--- Begin Exercise materials ---

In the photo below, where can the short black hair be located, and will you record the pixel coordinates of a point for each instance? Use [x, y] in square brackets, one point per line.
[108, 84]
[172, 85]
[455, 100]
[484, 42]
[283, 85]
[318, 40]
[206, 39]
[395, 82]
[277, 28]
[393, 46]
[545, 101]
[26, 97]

--- End Exercise materials ---

Problem >> Rewrite the records above, replacing "short black hair" with "short brown hair" and leaving everything else unchanged.

Correct output >>
In the photo below, where can the short brown hair be located, and will you record the pixel coordinates of a point for each instance? Use [x, y] in square brackets, one point per line.
[108, 84]
[172, 85]
[455, 100]
[484, 42]
[283, 85]
[318, 40]
[206, 39]
[395, 82]
[277, 28]
[393, 46]
[545, 101]
[26, 97]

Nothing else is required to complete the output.